── Records provided

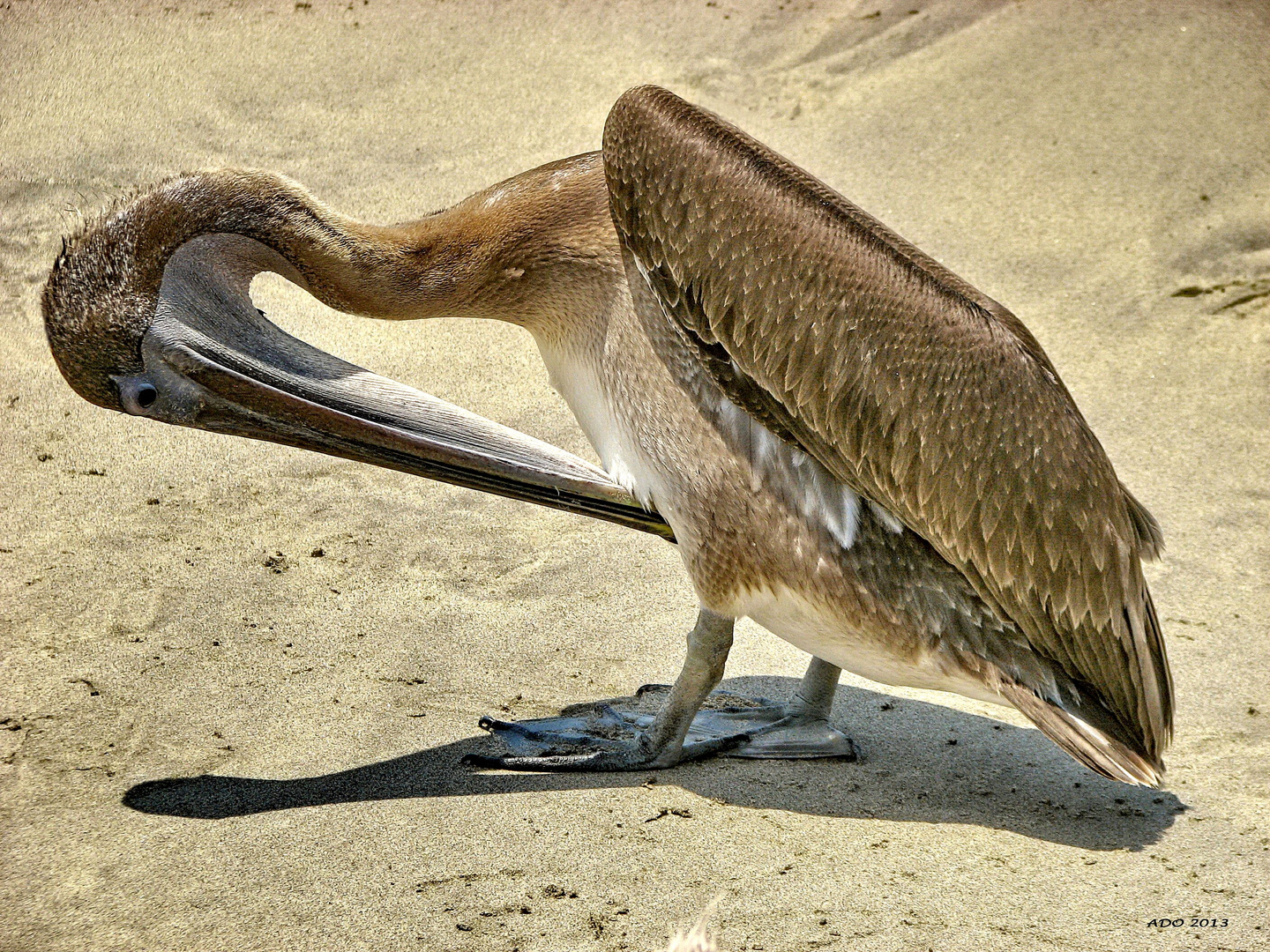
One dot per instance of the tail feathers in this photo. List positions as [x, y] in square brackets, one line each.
[1090, 738]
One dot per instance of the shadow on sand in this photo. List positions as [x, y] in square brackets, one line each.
[921, 763]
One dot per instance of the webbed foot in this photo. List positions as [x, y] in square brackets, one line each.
[594, 738]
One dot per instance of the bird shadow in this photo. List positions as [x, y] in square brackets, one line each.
[920, 763]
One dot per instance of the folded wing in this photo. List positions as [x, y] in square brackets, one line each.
[912, 387]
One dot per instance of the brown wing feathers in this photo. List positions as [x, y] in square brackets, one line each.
[906, 383]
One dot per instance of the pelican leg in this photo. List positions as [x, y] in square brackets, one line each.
[803, 730]
[602, 738]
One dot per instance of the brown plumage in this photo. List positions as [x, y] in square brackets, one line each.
[908, 385]
[848, 443]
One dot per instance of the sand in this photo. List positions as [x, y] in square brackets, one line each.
[238, 678]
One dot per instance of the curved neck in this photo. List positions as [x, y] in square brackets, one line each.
[519, 251]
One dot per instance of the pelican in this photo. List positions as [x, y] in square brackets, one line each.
[845, 441]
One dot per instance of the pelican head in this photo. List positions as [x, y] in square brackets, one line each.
[149, 311]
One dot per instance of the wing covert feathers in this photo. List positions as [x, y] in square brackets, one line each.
[912, 387]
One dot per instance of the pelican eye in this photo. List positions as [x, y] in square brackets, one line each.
[136, 395]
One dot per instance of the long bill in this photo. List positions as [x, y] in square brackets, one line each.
[213, 361]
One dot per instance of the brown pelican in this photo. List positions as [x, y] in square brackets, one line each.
[848, 442]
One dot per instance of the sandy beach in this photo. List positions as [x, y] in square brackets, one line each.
[239, 678]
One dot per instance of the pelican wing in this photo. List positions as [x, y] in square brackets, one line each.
[912, 387]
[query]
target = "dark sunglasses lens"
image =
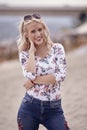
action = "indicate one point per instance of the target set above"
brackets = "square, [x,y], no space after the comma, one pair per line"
[37,16]
[27,17]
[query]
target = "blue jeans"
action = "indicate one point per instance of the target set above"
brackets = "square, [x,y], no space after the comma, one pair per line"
[33,112]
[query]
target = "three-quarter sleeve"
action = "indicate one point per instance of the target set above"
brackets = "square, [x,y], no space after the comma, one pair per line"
[60,61]
[23,57]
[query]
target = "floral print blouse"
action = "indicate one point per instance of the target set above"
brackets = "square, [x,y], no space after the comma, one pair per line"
[54,63]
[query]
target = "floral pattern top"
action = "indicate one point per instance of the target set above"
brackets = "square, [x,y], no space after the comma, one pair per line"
[54,63]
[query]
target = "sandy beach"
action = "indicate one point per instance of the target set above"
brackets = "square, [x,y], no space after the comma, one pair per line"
[74,91]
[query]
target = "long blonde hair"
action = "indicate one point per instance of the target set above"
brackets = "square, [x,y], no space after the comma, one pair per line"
[23,43]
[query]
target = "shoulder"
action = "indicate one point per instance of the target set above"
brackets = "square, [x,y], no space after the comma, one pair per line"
[58,46]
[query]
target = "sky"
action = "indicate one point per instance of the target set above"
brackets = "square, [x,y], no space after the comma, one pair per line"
[44,2]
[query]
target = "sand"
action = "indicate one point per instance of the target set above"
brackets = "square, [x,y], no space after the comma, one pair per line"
[74,91]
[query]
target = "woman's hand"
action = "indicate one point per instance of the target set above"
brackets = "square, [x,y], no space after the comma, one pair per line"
[32,47]
[28,84]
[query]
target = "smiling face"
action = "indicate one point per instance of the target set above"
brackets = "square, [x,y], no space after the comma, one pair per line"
[35,32]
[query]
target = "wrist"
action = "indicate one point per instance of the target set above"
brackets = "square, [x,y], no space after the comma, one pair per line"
[33,82]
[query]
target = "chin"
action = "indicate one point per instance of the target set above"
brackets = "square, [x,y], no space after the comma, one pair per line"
[39,43]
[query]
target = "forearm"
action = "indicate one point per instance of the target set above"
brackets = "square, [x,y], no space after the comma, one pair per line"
[30,65]
[45,79]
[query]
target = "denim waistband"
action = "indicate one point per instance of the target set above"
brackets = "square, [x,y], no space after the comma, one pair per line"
[31,99]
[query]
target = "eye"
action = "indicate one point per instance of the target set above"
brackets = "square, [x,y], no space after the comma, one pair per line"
[33,31]
[40,29]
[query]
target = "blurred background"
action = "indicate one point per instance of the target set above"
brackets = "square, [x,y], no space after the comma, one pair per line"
[67,23]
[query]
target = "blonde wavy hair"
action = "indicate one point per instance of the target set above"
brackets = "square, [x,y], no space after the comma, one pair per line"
[23,43]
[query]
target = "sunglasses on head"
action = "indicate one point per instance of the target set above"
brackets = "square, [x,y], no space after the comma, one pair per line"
[29,17]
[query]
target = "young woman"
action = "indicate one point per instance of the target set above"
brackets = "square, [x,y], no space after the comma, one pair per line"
[44,67]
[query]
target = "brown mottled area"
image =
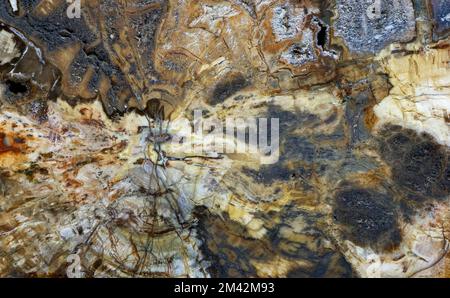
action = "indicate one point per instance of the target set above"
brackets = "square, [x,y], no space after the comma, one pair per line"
[93,153]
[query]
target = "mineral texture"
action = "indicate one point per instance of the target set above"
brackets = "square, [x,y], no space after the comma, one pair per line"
[224,138]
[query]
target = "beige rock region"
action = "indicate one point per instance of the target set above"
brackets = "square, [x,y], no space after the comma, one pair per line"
[104,174]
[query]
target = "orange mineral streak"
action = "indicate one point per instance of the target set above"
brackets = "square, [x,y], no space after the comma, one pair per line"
[12,149]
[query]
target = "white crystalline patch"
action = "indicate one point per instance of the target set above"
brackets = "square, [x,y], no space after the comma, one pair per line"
[301,53]
[8,49]
[13,4]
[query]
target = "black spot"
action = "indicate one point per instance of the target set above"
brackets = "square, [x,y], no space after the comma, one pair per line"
[369,218]
[419,165]
[322,35]
[16,88]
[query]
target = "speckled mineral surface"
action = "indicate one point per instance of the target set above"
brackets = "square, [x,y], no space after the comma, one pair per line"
[224,138]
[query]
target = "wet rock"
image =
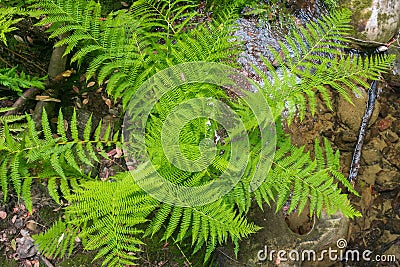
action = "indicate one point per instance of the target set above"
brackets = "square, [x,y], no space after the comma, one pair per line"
[351,114]
[277,236]
[384,123]
[392,154]
[374,20]
[371,156]
[396,127]
[26,247]
[369,173]
[345,140]
[391,136]
[387,180]
[393,76]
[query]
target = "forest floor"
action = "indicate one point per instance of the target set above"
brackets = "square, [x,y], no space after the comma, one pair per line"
[378,182]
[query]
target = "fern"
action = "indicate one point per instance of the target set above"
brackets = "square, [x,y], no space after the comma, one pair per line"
[16,82]
[60,158]
[124,49]
[7,21]
[311,58]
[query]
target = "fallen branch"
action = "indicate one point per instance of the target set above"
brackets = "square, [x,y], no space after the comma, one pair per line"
[355,164]
[45,261]
[28,94]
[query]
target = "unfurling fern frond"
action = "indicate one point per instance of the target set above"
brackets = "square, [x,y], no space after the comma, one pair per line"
[60,157]
[311,58]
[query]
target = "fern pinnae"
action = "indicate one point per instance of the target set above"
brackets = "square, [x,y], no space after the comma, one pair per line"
[4,179]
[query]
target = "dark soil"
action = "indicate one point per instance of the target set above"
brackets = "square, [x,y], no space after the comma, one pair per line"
[378,182]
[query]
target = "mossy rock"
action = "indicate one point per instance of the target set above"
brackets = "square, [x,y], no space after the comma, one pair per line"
[374,21]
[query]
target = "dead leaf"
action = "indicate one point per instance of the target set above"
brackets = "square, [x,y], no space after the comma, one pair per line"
[14,244]
[3,214]
[383,124]
[76,89]
[60,239]
[32,225]
[91,84]
[82,78]
[46,98]
[108,103]
[119,152]
[66,73]
[30,40]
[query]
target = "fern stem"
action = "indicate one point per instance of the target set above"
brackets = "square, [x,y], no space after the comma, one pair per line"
[355,164]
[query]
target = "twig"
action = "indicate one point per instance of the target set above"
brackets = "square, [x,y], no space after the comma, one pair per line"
[28,94]
[377,43]
[24,58]
[46,261]
[355,164]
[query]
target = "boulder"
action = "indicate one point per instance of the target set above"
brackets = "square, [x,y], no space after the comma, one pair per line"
[374,21]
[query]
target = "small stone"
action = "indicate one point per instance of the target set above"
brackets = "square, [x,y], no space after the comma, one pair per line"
[383,124]
[391,136]
[371,156]
[24,232]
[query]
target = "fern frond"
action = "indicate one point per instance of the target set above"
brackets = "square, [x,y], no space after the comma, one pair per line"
[208,225]
[16,82]
[313,181]
[114,210]
[312,57]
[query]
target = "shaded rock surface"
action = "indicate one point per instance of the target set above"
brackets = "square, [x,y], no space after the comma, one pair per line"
[375,21]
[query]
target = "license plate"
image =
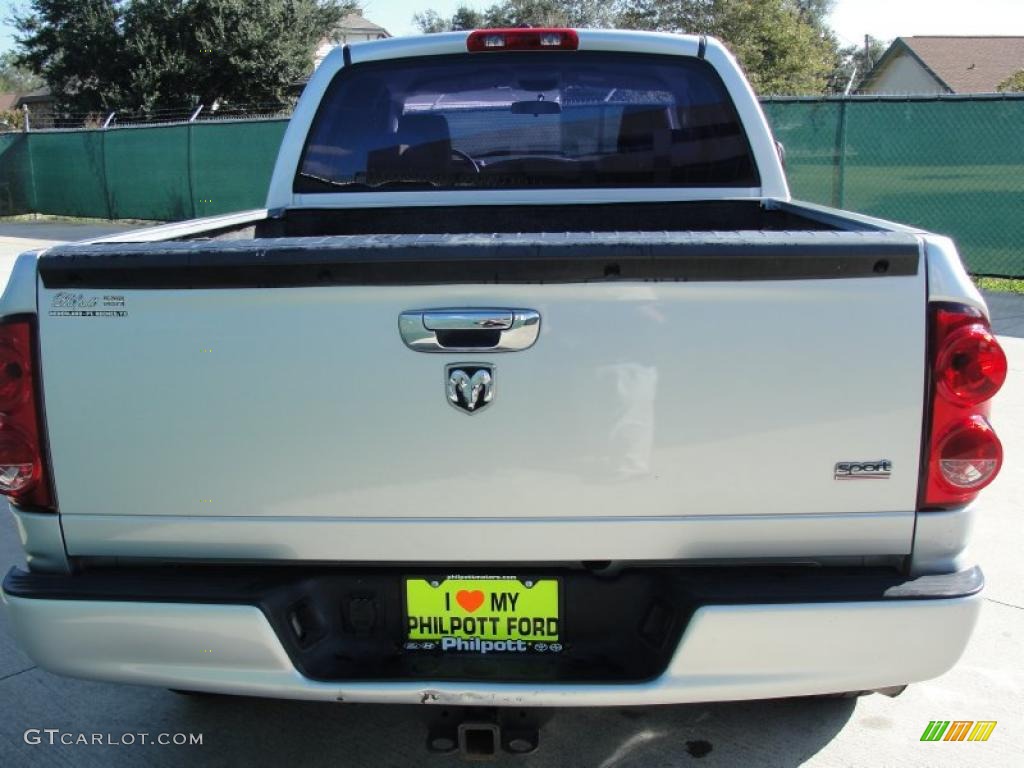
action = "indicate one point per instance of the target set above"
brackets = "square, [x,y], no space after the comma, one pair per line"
[482,613]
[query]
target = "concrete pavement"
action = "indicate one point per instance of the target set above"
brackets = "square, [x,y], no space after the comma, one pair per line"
[987,684]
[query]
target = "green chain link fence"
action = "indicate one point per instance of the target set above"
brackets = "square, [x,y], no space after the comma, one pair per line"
[164,173]
[952,165]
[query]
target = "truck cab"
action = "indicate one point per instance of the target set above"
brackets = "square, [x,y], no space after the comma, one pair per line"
[530,385]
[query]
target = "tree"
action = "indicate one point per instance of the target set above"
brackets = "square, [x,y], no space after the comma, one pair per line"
[75,46]
[1013,84]
[783,45]
[140,55]
[463,18]
[15,78]
[521,13]
[237,51]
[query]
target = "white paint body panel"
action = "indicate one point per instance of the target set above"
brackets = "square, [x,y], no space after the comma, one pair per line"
[672,401]
[727,652]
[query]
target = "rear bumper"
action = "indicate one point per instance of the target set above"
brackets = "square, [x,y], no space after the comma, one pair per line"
[727,649]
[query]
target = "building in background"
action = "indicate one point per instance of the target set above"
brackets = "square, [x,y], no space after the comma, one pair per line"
[945,65]
[353,28]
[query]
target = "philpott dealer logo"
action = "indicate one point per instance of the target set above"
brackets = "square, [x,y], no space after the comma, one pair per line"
[958,730]
[67,304]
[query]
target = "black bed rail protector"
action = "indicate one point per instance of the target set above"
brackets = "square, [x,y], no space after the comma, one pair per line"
[499,258]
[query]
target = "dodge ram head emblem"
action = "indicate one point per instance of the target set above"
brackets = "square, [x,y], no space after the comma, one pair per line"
[470,386]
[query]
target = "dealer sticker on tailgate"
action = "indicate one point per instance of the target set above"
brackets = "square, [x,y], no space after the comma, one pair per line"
[482,614]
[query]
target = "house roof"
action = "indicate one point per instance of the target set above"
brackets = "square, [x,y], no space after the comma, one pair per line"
[962,65]
[355,23]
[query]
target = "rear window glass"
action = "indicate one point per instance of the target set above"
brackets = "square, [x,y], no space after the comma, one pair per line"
[526,120]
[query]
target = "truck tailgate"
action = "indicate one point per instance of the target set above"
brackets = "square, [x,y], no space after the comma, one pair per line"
[255,398]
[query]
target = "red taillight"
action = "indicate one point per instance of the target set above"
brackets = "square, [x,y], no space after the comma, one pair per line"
[526,39]
[971,367]
[968,367]
[23,465]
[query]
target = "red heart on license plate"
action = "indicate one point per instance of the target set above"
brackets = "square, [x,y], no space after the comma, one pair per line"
[469,599]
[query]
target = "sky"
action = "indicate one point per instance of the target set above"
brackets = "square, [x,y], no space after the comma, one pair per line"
[851,19]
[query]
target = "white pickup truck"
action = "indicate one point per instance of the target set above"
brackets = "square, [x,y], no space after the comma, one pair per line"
[530,386]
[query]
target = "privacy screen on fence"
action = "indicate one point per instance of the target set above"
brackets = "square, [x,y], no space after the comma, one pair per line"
[953,166]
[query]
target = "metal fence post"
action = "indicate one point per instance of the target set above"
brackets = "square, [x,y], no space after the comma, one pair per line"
[839,162]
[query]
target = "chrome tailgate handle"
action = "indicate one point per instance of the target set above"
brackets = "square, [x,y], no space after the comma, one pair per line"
[469,330]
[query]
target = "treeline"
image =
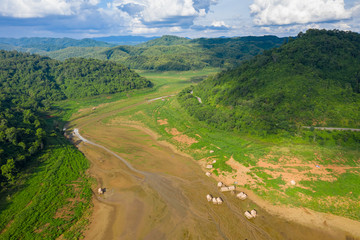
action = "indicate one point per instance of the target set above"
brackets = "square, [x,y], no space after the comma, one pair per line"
[180,54]
[312,80]
[29,84]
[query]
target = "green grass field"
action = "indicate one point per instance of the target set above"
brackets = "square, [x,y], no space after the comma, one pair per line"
[332,189]
[53,198]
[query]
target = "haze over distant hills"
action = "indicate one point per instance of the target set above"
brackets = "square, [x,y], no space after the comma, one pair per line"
[39,45]
[164,53]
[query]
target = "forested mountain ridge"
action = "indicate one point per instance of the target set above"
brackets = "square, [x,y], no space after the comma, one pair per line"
[176,53]
[310,81]
[29,84]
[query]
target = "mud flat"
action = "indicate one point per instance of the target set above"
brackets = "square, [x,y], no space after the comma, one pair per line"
[165,198]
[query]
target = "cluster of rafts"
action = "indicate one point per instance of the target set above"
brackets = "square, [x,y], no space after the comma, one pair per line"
[242,196]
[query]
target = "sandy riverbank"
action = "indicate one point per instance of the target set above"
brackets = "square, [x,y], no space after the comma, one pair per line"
[153,205]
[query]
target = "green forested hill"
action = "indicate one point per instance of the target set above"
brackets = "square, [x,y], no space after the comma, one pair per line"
[29,84]
[175,53]
[310,81]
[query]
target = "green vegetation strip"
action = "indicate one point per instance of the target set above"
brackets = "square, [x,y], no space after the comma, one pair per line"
[51,199]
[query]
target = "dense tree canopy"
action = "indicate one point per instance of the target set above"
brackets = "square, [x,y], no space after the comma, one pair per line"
[29,84]
[180,54]
[312,80]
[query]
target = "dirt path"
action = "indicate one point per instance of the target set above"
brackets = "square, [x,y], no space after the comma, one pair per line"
[161,195]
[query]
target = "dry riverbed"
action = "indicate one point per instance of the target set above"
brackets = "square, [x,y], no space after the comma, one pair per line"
[166,197]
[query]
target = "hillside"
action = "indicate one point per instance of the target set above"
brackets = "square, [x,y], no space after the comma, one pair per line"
[175,53]
[29,85]
[124,40]
[40,45]
[310,81]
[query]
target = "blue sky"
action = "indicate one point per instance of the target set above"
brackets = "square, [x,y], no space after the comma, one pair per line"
[188,18]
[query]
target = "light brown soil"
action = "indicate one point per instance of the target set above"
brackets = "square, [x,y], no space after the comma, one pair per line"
[181,138]
[303,216]
[168,201]
[162,121]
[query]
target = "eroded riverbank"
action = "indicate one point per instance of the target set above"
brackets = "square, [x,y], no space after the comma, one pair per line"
[166,200]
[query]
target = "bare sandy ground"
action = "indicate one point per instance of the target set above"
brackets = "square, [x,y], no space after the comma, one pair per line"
[167,200]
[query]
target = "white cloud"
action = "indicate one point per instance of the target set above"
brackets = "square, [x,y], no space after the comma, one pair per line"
[41,8]
[160,10]
[219,24]
[283,12]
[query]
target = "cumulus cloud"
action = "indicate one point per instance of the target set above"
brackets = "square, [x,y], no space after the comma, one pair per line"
[42,8]
[169,12]
[283,12]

────

About this exercise » Every line in the records above that contains the word "soil" is to be copied out.

Response below »
target = "dark soil"
target = "light brown soil"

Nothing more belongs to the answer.